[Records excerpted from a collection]

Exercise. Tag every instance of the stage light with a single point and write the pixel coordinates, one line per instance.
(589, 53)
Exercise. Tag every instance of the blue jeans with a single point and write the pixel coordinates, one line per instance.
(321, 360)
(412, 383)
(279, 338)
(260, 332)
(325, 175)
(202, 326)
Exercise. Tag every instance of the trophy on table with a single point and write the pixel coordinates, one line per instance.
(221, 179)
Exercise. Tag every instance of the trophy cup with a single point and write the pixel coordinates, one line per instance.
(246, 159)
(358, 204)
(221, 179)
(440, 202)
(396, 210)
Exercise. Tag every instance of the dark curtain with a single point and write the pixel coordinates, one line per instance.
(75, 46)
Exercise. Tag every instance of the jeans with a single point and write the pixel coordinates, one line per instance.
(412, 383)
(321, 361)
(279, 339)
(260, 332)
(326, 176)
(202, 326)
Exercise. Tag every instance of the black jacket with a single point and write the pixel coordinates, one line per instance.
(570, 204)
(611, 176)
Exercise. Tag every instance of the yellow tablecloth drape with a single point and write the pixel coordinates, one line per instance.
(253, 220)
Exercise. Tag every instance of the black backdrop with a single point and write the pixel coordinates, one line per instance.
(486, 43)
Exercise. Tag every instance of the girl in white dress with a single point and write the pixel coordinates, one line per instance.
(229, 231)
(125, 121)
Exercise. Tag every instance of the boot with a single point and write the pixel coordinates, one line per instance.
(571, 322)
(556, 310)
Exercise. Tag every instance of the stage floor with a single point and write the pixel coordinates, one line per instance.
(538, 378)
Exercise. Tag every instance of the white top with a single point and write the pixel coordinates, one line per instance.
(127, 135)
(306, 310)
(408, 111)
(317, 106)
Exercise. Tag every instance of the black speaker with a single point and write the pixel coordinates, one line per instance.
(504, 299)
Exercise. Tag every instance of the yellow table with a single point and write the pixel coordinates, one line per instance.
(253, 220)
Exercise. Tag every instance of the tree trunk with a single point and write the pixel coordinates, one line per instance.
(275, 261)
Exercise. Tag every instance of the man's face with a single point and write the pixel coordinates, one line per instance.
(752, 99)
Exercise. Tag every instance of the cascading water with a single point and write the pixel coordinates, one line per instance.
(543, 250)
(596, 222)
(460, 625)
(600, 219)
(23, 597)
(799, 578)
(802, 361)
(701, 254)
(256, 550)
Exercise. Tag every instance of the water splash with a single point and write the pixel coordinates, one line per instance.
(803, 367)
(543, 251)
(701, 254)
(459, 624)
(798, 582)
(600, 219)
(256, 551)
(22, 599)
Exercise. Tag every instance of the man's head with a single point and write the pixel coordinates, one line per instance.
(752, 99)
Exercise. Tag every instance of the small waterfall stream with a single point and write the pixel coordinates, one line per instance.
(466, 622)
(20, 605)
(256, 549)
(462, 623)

### Instructions for the task
Rewrite the listing above with every "single point" changed to "single dot", leaving everything else as it is.

### Reply
Exercise. Tag every instance of the stage light with a single dot and write the pixel coordinates, one line per instance.
(589, 53)
Exercise. Tag every instance of the blue jeans with a single dot and write the pixel coordinates, one line per instance.
(321, 360)
(412, 383)
(279, 338)
(260, 332)
(325, 175)
(202, 326)
Exercise. Tag every instance of the trophy on table with a single dot and write the pixel coordinates, one line per instance.
(221, 179)
Exercise. Tag every instance of the trophy cup with a single dot and write the pixel coordinates, one line per instance.
(246, 159)
(358, 204)
(221, 179)
(440, 202)
(396, 210)
Exercise. Tag every instance of the dark curtain with a single dot and write the pixel coordinates, one line per instance.
(75, 46)
Exercise. Tag every instance of the jeans with a single dot and write the pixel coordinates, one line per instance.
(412, 383)
(321, 361)
(279, 339)
(260, 332)
(326, 176)
(202, 326)
Exercise. Tag every instance of the black jacket with a single dot and write the pixel coordinates, one line per instance.
(570, 204)
(611, 176)
Exercise. Tag every instance of the yellow tablecloth drape with a single dot and write the pixel coordinates, one line per instance.
(253, 220)
Exercise. Tag every instance of the black backdrop with a single dot and write the pixel coordinates, one line per instance.
(486, 43)
Exercise. Tag every instance of the girl in white dress with a single dot and write the pixel coordinates, one line per instance.
(229, 231)
(125, 121)
Exercise. Tag every instance of the boot with a single dot and write the pixel coordinates, one line per instance.
(571, 322)
(556, 310)
Exercise. Tag every instance of the stage floor with a single dot and write the pixel coordinates, one line per instance.
(538, 378)
Exercise. Tag every instance of the white top with a single dot and write the pixel coordinates, one line per instance.
(127, 135)
(306, 310)
(408, 111)
(317, 106)
Exercise. Tag every instance of the black speaker with a single dot and write the pixel coordinates, one line per instance.
(504, 299)
Exercise. Tag every instance of the yellow table with a single dot and write the pixel coordinates, one line per instance.
(253, 220)
Exercise. Tag every instance of the tree trunk with a single dot and write the pixel coordinates, one line per instance.
(275, 261)
Exercise. Tag every instance of the man's face with a single dot and write the pixel coordinates, one line per instance.
(752, 99)
Exercise. Tag every instance of the cascading water with a single dot and write the pixel coordinates, one line per instance.
(543, 250)
(596, 222)
(460, 625)
(600, 219)
(23, 597)
(799, 578)
(802, 361)
(701, 254)
(256, 550)
Exercise. Tag every instance of the water splash with a single dot and write the pixel coordinates, one line per instance.
(803, 367)
(543, 251)
(701, 254)
(459, 624)
(798, 582)
(600, 219)
(256, 551)
(22, 599)
Exercise. Tag every instance of the man's head with a single dot and write the pixel coordinates, one line per instance.
(752, 99)
Exercise. Tag every instance of the small waterfall stream with a single dot and write the pixel coordinates, one line per instance.
(466, 622)
(20, 605)
(256, 549)
(462, 623)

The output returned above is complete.